* [STATED EXERCISE] Restate all of the data exactly.

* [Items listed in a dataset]
• • • • • • •
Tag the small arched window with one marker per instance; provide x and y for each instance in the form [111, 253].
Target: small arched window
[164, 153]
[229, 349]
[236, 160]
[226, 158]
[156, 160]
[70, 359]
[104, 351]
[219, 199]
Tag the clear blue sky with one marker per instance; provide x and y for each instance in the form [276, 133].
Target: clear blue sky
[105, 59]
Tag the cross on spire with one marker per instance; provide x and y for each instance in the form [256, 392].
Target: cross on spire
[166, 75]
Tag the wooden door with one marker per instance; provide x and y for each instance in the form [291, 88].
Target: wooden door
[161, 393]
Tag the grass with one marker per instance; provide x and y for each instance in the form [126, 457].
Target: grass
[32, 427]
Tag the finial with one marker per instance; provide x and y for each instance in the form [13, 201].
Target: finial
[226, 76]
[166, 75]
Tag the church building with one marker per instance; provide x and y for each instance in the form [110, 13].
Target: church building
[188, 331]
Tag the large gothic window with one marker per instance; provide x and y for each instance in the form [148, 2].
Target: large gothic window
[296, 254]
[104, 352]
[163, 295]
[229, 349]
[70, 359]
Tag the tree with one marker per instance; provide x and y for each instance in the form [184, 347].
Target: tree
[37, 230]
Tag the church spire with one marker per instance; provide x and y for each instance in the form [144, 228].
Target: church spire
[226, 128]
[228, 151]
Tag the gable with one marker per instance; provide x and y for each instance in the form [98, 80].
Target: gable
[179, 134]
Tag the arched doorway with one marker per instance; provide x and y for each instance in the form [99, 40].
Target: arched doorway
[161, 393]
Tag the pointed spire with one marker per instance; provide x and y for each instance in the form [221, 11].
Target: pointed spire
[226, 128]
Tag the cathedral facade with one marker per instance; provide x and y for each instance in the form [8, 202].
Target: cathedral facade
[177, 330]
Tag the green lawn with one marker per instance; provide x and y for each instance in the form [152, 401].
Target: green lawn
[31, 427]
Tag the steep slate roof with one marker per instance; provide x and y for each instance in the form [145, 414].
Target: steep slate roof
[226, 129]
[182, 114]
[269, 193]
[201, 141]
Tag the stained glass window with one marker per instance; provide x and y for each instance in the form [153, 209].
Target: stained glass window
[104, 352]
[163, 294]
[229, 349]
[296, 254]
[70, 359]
• • • • • • •
* [RESPONSE TO THE EXERCISE]
Tag the small arched window with one marker per instance; provide x and y for each instance in the form [111, 253].
Target: small arched window
[164, 153]
[229, 349]
[236, 160]
[226, 158]
[156, 160]
[70, 359]
[104, 351]
[219, 199]
Tag the clear blue sky with one marker per instance; provide x and y for each instance in the form [276, 133].
Target: clear blue sky
[105, 59]
Tag the cross on spire with one marker per instance; provide x and y for each instance in the form [256, 392].
Target: cross on spire
[166, 75]
Tag the wooden door with one marker per instance; provide x and y for each instance in the form [291, 88].
Target: wooden door
[161, 393]
Tag the grass with one marker per instance; provide x and y for each instance in the form [126, 457].
Target: grass
[32, 427]
Tag the finial with one marker per instance; provide x and y for each instance in the form [13, 201].
Target: finial
[226, 76]
[166, 75]
Tag the church building with one marker per instance; provide x and y for each instance in the form [110, 13].
Target: church building
[188, 331]
Tag the large gothic window with one marker per instance; provide x and y for each instance in the form [148, 2].
Target: large gothic window
[296, 254]
[104, 352]
[163, 295]
[229, 349]
[70, 359]
Tag the tree with one marker per instance; provide x and y for each instance in the form [184, 347].
Target: tree
[37, 230]
Tag the church spire with one marker per instance; provide x and y for each instance in the form [144, 228].
Target: church spire
[226, 128]
[228, 151]
Tag the gable with one marker per instance; provide x and y for each instance in the form [98, 80].
Target: gable
[179, 134]
Tag the arched doorway with one marker per instance; provide x and y for each instance in the form [99, 40].
Target: arched doorway
[161, 393]
Tag the pointed spire with one marker per instance; provide x and y for each instance in the form [221, 11].
Target: pointed spire
[226, 128]
Tag the cathedral facade with one marker per instance; provide x and y for each instance in the form [8, 202].
Target: cathedral facade
[177, 330]
Tag the green lawn with one marker per instance; provide x and y for each instance in the form [152, 401].
Target: green lawn
[31, 427]
Tag the steep slate roof with one marker per instance; provide x and y for each instance in the form [145, 414].
Target: steep slate roof
[226, 129]
[182, 114]
[269, 193]
[201, 141]
Tag the stained glass window with one marker per instance; provide x and y for each instance in the form [153, 209].
Target: stained glass window
[104, 352]
[163, 294]
[229, 349]
[296, 254]
[70, 359]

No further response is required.